Output all of the entries below precisely as written.
-- begin MATERIAL PROVIDED --
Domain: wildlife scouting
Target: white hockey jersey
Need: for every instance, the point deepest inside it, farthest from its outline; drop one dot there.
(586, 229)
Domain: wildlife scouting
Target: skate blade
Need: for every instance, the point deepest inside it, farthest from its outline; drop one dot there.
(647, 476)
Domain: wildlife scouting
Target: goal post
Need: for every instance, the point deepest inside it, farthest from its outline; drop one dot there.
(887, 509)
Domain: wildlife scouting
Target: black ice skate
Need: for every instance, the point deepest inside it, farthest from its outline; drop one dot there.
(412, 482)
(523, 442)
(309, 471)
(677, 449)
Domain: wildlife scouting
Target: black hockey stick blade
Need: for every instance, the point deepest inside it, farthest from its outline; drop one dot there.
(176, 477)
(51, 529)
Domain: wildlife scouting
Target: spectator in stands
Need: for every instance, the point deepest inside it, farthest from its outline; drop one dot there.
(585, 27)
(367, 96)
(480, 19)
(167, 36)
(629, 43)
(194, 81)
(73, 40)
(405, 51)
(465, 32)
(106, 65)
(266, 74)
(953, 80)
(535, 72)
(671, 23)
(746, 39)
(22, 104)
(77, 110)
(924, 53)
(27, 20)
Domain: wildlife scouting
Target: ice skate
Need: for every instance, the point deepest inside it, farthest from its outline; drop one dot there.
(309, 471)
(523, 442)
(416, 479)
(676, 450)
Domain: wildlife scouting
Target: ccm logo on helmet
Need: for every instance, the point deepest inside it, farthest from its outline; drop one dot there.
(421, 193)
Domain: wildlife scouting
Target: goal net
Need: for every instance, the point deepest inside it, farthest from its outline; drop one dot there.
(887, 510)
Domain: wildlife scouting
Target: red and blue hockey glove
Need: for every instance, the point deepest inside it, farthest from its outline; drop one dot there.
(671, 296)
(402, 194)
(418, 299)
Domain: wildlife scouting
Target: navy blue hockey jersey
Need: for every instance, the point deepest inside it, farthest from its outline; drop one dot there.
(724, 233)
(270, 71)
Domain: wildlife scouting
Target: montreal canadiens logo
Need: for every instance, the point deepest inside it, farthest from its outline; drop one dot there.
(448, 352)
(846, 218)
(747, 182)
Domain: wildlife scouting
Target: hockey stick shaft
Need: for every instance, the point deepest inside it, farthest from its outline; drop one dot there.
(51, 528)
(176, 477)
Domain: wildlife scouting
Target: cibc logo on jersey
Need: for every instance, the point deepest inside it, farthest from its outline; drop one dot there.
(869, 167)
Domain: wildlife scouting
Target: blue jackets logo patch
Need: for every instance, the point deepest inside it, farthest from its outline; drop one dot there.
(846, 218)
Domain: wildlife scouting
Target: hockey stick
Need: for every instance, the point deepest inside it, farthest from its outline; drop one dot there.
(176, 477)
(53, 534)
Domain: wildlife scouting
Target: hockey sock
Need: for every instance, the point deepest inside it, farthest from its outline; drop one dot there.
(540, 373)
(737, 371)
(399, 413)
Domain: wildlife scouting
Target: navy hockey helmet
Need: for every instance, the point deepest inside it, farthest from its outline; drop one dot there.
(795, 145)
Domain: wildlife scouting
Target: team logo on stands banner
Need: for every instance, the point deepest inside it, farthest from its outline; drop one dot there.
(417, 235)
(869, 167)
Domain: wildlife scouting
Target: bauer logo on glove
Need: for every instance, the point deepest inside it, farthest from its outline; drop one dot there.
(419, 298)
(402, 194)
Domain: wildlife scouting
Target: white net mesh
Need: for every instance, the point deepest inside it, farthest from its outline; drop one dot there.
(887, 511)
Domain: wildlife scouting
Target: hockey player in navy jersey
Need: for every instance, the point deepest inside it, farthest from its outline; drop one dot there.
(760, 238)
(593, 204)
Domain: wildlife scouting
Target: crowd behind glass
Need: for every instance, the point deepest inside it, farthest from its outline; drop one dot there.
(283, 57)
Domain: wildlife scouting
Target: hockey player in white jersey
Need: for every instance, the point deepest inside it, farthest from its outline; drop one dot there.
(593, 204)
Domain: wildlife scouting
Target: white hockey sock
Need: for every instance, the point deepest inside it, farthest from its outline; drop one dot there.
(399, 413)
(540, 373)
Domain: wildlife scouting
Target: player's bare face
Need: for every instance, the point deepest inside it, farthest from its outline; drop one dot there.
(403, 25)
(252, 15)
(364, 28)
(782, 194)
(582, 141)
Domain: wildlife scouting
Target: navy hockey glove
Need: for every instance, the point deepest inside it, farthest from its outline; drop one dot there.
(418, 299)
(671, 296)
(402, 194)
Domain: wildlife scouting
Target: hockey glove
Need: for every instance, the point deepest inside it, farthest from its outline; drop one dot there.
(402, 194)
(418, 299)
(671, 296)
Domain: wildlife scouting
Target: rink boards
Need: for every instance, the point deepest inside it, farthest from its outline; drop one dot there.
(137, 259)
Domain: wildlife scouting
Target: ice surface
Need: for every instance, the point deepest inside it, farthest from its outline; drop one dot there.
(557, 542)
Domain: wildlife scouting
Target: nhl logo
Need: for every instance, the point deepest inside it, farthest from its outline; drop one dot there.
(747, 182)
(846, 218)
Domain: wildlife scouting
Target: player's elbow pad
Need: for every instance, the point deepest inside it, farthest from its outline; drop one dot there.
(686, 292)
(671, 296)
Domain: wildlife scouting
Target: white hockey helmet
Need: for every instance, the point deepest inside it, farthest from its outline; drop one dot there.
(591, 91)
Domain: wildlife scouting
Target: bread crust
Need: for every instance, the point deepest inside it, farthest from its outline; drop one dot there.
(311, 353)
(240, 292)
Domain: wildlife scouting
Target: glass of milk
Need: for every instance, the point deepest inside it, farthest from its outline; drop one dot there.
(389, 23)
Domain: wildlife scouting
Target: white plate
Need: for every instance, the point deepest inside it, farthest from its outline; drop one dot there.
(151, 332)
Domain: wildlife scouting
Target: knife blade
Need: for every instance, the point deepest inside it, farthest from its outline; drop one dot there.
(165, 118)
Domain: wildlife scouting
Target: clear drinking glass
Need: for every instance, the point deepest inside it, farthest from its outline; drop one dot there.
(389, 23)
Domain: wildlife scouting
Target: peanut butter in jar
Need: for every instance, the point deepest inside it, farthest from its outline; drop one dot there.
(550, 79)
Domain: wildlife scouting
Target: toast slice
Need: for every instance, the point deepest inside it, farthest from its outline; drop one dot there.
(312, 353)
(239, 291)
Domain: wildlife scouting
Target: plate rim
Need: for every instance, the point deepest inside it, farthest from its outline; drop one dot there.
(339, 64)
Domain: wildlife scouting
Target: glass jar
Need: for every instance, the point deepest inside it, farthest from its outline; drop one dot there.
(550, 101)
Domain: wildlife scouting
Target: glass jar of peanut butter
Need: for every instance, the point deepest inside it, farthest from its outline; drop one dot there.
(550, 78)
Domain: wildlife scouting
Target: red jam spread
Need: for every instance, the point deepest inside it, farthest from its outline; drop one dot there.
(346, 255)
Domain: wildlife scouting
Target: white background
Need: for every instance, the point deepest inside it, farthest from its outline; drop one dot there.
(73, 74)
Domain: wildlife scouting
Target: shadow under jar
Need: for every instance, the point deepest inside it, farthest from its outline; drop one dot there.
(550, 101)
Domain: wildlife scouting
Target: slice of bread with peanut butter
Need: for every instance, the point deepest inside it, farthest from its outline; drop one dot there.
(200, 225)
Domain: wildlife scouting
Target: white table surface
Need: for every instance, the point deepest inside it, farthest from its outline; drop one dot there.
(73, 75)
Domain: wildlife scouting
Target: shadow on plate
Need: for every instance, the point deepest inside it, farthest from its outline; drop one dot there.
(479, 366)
-- end MATERIAL PROVIDED --
▶ [WRITTEN ANSWER]
Domain: wildlife scouting
Target: white hockey jersey
Need: for every instance, the point deepest inside it, farthest from its outline; drop one dot there.
(586, 229)
Domain: wildlife scouting
Target: skate blade
Need: for every instance, the point deepest inside it, farthest from its outline; drop one dot there.
(647, 476)
Domain: wildlife scouting
Target: goal post
Need: for every instance, the point deepest inside it, farthest from its outline; drop one dot there.
(887, 509)
Domain: wildlife scouting
Target: black ice skate
Need: for every instance, the point deepest inside it, farthest from its outline; drop one dot there.
(412, 482)
(523, 442)
(309, 471)
(677, 449)
Domain: wildlife scouting
Target: black hockey stick blade
Need: for every instance, the point deepest inside it, farthest from its outline; drop one dot there.
(176, 477)
(51, 529)
Domain: wildlife scouting
Target: spectator in stands
Need: for every instance, the point deepest inside it, farthest from its outline; drop one dot there.
(585, 27)
(367, 96)
(480, 19)
(167, 36)
(629, 43)
(194, 81)
(73, 40)
(405, 51)
(465, 32)
(106, 65)
(266, 74)
(953, 80)
(535, 72)
(671, 23)
(746, 39)
(22, 104)
(77, 110)
(924, 53)
(27, 20)
Domain: wildlife scouting
Target: ice skate
Need: for every instance, the point deepest inside it, farthest from its outline; drop one dot there.
(309, 471)
(523, 442)
(416, 479)
(676, 450)
Domain: wildlife scouting
Target: ccm logo on helmet
Need: for every instance, the point deepest inside it, farthest from its outline; drop one dot there.
(421, 193)
Domain: wildlife scouting
Target: goal net
Need: for every instance, the point deepest inside it, farthest from its outline; drop one dot there.
(887, 510)
Domain: wildlife scouting
Target: red and blue hockey glove
Need: for every instance, the point deepest inside it, farthest from its outline; drop one dot there.
(671, 296)
(402, 194)
(418, 299)
Domain: wildlife scouting
Target: navy blue hockey jersey
Need: for every instance, the point deepest inside it, farthest from its outline; drop one dot there.
(724, 233)
(270, 71)
Domain: wildlife scouting
Target: montreal canadiens logo
Need: for every instance, the point deepest inside it, farthest from its outline; drop one dot there.
(448, 352)
(846, 218)
(747, 182)
Domain: wildlife scouting
Target: hockey stick shaft
Need: for every instance, the point deepest inside it, farthest from its outline; drop one dot there.
(51, 528)
(176, 477)
Domain: wildlife scouting
Target: cibc logo on jersey
Need: for every instance, the point deepest inside it, farthest from its outline; drop one dot there.
(869, 167)
Domain: wildlife scouting
Target: blue jackets logo patch
Need: for every instance, the point deepest inside it, farthest from its outline; drop one dot there.
(846, 218)
Domain: wildlife scouting
Target: hockey stick
Need: for every instance, the point deepest inside it, farthest from its outline; drop one dot there.
(176, 477)
(53, 534)
Domain: wildlife scouting
Target: hockey sock
Need: for every instance, the point deepest inside it, farthest from its outline; drop one dot there.
(540, 373)
(737, 371)
(399, 413)
Domain: wildlife scouting
Target: navy hockey helmet
Need: for every instance, the point deepest inside it, farthest from its outline; drop one dot there.
(795, 145)
Domain: wildlife scouting
Target: team logo on stands banner
Need: for every instance, the point deepest inside it, farthest from its outline; drop one dot there.
(417, 235)
(869, 167)
Domain: wildlife scouting
Target: bauer logo on glove
Need: for every instance, the point deepest inside it, farthest from its outline; drop one dot there.
(419, 298)
(402, 194)
Domain: wildlife scouting
Target: white net mesh
Need: for every instance, the point deepest inside it, farthest from its outline; drop one dot there.
(887, 511)
Domain: wildlife scouting
Target: hockey player in navy jersey
Need: for every instance, the point deepest inside it, farthest from its outline; drop one dot there.
(760, 238)
(593, 204)
Domain: wildlife scouting
Target: crowd behind glass
Need: for every instance, the point deepest inside it, farthest from its outline; drop one dot there.
(283, 57)
Domain: wildlife scouting
Target: hockey player in white jersey
Need: for every instance, the point deepest inside it, farthest from its outline; drop one dot there.
(593, 204)
Domain: wildlife scouting
Target: white hockey sock
Need: for every instance, the point deepest inside it, farthest from its outline; drop one dot there.
(399, 413)
(540, 373)
Domain: wildlife scouting
Target: player's bare face
Need: for every instance, the point deepest inside it, farthest from its outline; drop one dot there.
(403, 25)
(252, 15)
(364, 28)
(782, 194)
(582, 141)
Domain: wildlife scouting
Target: navy hockey glove
Need: for every instance, the point deepest inside it, farthest from its outline; drop one dot there.
(418, 299)
(671, 296)
(402, 194)
Domain: wildlife scouting
Target: hockey glove
Need: for every instance, the point deepest inside it, farthest from its outline; drop one dot there.
(402, 194)
(418, 299)
(671, 296)
Domain: wildlife scouting
Target: rink boards
Need: for every instance, the point deepest inside it, farthest from its outline; drop one dot there.
(137, 259)
Domain: wildlife scouting
Target: ice surface
Need: for every instance, the point deepest inside it, farthest from its outline; drop one dot there.
(557, 542)
Domain: wildlife scouting
Target: nhl logo
Need: for every instance, the point deepest inside it, farthest from its outline; drop one dot there.
(747, 182)
(846, 218)
Domain: wildlife scouting
Target: player's elbow pad
Need: for every instance, the point deepest inside it, farthest from its outline; drop one dot there.
(686, 292)
(671, 296)
Domain: wildlife scouting
Target: white hockey helmet
Need: for every instance, the point deepest inside it, farthest from its outline; drop one dot there.
(591, 91)
Domain: wildlife scouting
Target: bread crust
Need: for every instance, the point deepest inside it, farthest from its outline; drop one dot there.
(311, 353)
(240, 292)
Domain: wildlife scouting
Target: glass of milk
Need: for every instance, the point deepest inside it, farthest from its outline; drop one dot there.
(389, 23)
Domain: wildlife scouting
Target: white plate
Need: for every instance, the point deepest inside it, farthest from its outline; drop one dot there.
(151, 332)
Domain: wildlife scouting
Target: knife blade
Need: for every instance, the point deepest inside it, farthest from its outline; drop one dot there.
(165, 118)
Domain: wildlife scouting
Target: clear drinking glass
Need: for every instance, the point deepest inside it, farthest from its outline; drop one dot there.
(389, 23)
Domain: wildlife scouting
Target: peanut butter in jar
Need: for every instance, the point deepest inside it, farthest from its outline; drop one dot there.
(550, 79)
Domain: wildlife scouting
Target: toast slice
Need: for every instance, the point deepest inside it, farthest from its outline; drop one dot there.
(312, 353)
(239, 291)
Domain: wildlife scouting
Target: plate rim
Need: for every instance, the point deepest inside it, farthest from its outline; drop one dot there.
(339, 64)
Domain: wildlife scouting
Target: glass jar
Need: for every instance, the point deepest inside it, farthest from its outline; drop one dot there.
(550, 101)
Domain: wildlife scouting
Target: glass jar of peanut butter
Need: for every instance, the point deepest inside it, farthest from its outline; drop one dot there.
(550, 78)
Domain: wildlife scouting
Target: red jam spread
Need: for every instance, the point deepest inside it, farthest from its outline; drop one dot there.
(346, 255)
Domain: wildlife scouting
Target: white background
Need: for every instance, the point deepest inside it, farthest from its outline; drop one dot there.
(73, 74)
Domain: wildlife scouting
Target: shadow under jar
Need: for every instance, the point deepest inside it, farthest from its outline; drop one dot there.
(550, 101)
Domain: wildlife scouting
Target: slice of bread with peanut butter
Need: for every instance, the point deepest inside it, farthest from its outline; drop one dot there.
(200, 225)
Domain: wildlife scouting
Target: white table surface
Need: for every instance, the point deepest inside it, farthest from its outline; drop one dot there.
(73, 75)
Domain: wildlife scouting
Target: shadow on plate
Need: for every instance, the point deepest inside it, farthest from its outline; drop one dot there.
(479, 366)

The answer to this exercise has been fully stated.